→ **Assigned task**: Reproduce the items verbatim from their first line up to and including the line containing "box: [724, 517, 822, 608]".

→ **Dataset entries**:
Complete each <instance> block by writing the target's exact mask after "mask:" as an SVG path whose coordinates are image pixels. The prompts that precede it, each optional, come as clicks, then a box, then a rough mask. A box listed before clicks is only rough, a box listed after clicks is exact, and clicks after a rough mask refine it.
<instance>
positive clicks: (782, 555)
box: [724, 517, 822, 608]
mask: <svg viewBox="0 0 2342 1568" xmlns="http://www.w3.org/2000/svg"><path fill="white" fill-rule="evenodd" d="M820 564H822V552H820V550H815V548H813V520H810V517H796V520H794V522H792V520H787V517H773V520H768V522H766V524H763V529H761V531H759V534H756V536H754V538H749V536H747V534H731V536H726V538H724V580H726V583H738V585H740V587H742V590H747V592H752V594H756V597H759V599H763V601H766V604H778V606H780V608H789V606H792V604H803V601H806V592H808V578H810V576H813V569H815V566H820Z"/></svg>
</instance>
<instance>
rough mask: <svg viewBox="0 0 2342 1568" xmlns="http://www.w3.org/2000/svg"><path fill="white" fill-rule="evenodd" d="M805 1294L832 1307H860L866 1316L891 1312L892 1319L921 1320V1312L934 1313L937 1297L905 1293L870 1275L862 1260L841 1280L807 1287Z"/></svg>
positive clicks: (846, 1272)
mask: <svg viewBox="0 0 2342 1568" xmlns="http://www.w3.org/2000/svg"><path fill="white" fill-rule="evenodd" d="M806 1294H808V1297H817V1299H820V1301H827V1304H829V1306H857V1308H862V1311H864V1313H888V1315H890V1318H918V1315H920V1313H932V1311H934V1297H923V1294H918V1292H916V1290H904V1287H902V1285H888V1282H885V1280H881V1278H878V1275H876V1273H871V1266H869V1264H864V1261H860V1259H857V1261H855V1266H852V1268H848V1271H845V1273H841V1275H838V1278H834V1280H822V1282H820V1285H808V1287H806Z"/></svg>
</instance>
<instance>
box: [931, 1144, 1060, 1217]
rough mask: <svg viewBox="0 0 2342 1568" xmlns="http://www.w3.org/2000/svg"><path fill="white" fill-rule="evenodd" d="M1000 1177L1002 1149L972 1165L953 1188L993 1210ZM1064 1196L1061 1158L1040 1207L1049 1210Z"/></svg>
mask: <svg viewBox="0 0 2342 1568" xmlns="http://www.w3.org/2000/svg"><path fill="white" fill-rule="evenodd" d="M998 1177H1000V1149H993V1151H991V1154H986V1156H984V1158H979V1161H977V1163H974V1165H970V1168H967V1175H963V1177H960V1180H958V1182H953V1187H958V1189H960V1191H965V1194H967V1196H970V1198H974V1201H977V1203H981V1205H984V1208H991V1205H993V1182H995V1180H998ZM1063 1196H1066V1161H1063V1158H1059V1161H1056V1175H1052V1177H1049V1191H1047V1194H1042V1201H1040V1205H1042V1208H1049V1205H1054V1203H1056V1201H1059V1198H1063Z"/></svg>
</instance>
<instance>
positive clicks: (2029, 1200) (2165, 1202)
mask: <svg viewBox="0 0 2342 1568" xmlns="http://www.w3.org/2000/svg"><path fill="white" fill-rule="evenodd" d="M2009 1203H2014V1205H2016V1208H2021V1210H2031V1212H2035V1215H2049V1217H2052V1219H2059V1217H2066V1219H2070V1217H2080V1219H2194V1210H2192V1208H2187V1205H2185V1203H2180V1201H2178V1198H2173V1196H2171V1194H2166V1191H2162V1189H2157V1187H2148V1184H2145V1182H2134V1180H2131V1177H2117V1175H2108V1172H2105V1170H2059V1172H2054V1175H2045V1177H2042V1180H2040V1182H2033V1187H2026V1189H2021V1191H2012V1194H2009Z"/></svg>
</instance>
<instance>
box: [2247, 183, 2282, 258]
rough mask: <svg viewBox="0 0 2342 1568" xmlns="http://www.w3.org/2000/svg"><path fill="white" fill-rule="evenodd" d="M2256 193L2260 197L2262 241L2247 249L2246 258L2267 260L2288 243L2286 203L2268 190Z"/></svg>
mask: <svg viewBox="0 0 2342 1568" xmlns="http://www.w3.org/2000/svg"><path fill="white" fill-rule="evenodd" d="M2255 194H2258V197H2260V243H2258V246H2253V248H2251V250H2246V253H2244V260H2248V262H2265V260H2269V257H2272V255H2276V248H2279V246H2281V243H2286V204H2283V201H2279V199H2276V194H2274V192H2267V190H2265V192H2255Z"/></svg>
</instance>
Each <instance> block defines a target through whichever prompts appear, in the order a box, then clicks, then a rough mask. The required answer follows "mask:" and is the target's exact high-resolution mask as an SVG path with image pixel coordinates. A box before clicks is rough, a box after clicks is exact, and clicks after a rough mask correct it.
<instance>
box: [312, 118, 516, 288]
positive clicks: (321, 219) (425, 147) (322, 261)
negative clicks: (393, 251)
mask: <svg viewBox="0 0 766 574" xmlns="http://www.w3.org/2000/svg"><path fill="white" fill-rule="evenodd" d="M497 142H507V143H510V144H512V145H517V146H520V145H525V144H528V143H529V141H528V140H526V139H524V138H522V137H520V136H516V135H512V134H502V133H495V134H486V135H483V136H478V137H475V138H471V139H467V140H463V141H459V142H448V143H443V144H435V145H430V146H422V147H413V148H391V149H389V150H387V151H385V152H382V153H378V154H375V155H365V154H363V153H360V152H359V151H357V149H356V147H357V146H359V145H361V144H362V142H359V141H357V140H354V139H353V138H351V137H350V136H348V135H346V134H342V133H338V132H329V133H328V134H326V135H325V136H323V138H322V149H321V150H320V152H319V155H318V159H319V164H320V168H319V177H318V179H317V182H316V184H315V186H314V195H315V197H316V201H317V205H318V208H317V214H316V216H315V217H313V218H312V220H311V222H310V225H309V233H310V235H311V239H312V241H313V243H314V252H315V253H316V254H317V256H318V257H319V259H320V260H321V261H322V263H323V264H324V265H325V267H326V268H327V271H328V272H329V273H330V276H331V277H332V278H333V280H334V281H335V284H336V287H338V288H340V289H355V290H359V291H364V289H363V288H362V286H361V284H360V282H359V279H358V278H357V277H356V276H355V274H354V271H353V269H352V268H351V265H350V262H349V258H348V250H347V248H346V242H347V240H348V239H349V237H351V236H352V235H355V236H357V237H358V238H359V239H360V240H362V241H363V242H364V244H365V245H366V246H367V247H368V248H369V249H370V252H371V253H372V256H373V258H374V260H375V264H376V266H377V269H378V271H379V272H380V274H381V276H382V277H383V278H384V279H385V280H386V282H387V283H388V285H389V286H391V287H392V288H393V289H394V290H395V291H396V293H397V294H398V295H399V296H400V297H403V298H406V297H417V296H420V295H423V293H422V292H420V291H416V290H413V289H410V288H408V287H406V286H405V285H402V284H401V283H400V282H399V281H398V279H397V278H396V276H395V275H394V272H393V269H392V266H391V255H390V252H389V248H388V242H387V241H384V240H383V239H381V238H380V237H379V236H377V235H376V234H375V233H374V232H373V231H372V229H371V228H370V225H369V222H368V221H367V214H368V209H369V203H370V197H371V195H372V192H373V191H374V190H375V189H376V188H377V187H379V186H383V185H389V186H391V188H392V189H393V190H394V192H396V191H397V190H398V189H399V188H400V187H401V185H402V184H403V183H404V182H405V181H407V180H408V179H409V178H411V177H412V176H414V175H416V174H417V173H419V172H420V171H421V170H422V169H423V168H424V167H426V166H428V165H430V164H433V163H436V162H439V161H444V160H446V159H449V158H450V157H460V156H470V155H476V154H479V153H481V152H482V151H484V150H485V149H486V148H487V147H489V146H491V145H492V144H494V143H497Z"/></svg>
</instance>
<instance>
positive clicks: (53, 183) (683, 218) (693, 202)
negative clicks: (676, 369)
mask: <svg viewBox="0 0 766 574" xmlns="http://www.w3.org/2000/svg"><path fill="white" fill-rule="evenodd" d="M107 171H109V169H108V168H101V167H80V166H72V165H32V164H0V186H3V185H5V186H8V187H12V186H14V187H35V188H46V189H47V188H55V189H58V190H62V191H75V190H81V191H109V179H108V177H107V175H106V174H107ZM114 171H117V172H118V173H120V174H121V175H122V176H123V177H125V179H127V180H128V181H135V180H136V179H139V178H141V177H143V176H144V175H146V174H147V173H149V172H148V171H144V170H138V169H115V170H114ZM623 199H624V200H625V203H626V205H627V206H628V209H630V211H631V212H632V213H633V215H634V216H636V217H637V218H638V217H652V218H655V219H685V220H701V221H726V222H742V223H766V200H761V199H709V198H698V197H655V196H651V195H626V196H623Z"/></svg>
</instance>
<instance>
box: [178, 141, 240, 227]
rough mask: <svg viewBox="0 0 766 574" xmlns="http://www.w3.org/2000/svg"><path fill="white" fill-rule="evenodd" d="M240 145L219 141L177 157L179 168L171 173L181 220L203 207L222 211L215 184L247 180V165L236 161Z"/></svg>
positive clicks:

→ **Answer to this task**:
Complete each <instance> block by writing the target's exact mask after "mask:" as an SVG path whose coordinates are image pixels. The prompts that precede it, each optional, come as clicks, then a box, then a rough mask. A box listed before clicks is only rough, a box listed after clicks is exact, and clicks after a rough mask refine it.
<instance>
positive clicks: (782, 555)
box: [724, 517, 822, 608]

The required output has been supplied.